Entries follow. Set all of them down as they stand.

**INFORMATION SHOWN:**
----------

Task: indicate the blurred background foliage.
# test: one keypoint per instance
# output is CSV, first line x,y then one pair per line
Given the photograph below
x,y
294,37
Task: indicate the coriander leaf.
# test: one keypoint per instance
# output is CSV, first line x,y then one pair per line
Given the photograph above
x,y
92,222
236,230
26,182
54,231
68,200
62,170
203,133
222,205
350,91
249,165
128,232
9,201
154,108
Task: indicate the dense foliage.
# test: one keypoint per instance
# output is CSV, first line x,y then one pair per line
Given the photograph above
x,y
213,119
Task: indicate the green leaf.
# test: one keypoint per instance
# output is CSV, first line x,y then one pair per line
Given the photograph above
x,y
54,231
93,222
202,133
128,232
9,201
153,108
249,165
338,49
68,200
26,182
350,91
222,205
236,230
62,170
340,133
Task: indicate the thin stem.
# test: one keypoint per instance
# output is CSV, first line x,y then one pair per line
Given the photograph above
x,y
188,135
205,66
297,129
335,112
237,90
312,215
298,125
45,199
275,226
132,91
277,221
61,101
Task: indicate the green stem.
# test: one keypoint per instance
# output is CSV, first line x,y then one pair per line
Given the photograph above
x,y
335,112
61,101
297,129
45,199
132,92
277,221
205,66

----------

**CORRECT ANSWER:**
Task: indicate the blurred background foliage.
# test: one keypoint per instance
# output is CSV, first line x,y then one pair per line
Given the photograph below
x,y
294,37
Task: indicate the coriander leaf.
# test: one keypoint per instance
# output is CSV, first line x,y then one pair per line
Given the photograph above
x,y
92,222
236,230
26,182
54,231
68,200
62,170
203,133
222,205
350,91
249,165
128,232
9,201
154,108
Task: indicate the dense foliage.
# test: one keypoint per instance
# output is CSV, first line x,y then one pair per line
Given the photograph above
x,y
213,119
Task: indicate the green leaf.
# test: one keypoint per instance
# output is CSV, first line x,y then one pair per line
Given the photograph above
x,y
54,231
93,222
202,133
128,232
9,201
153,108
249,165
338,49
68,200
26,182
350,91
222,205
236,230
62,170
340,133
Task: indicate the thin stem.
# test: one keypoint per instance
# output is CSV, first line x,y then one pair per line
Given the photograph above
x,y
188,135
205,66
297,129
335,112
237,90
312,215
298,125
45,199
275,226
132,91
277,221
61,101
Task: indicate the green stem.
# test: one keypoint per instance
# output is CSV, first line x,y then one pair per line
Given the photograph above
x,y
335,112
61,101
297,129
45,199
132,92
277,221
205,66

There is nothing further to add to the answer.